## begin
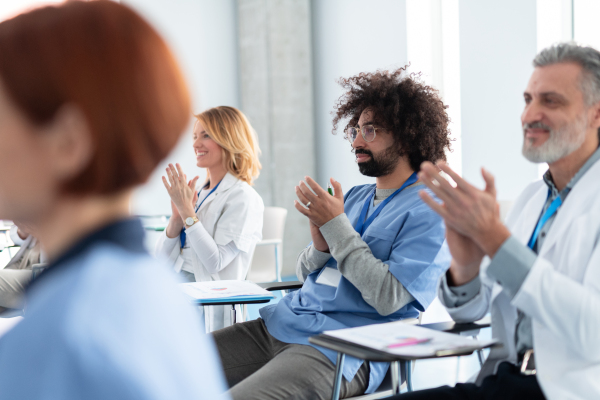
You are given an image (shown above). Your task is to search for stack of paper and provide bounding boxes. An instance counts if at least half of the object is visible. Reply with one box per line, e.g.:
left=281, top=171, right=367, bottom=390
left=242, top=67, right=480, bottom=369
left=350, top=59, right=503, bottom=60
left=324, top=321, right=496, bottom=358
left=179, top=281, right=275, bottom=304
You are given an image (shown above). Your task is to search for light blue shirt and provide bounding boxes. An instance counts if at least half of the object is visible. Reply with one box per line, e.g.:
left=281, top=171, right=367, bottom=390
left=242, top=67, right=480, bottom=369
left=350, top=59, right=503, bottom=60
left=260, top=185, right=450, bottom=393
left=0, top=220, right=228, bottom=400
## end
» **Stated problem**: Render the rows above as a JSON list of strings, one string per line, leaving out blank lines and the pictures.

» **Exercise response**:
[
  "You are given an image (shown above). Your task is to search for stack of paper and provide bounding boxes. An instance counts if at least half of the object is visible. Reply with one box per line, e.g.:",
  "left=281, top=171, right=367, bottom=390",
  "left=242, top=67, right=480, bottom=369",
  "left=350, top=59, right=503, bottom=60",
  "left=324, top=321, right=496, bottom=358",
  "left=179, top=281, right=275, bottom=304",
  "You are given an image (shown above). Your task is to search for light blue shirt and provide bounding boxes. An instance counts if at least half of the object is visible. Reply with one box per line, e.g.:",
  "left=281, top=171, right=367, bottom=390",
  "left=242, top=67, right=480, bottom=369",
  "left=350, top=59, right=503, bottom=60",
  "left=260, top=185, right=450, bottom=393",
  "left=0, top=220, right=228, bottom=400"
]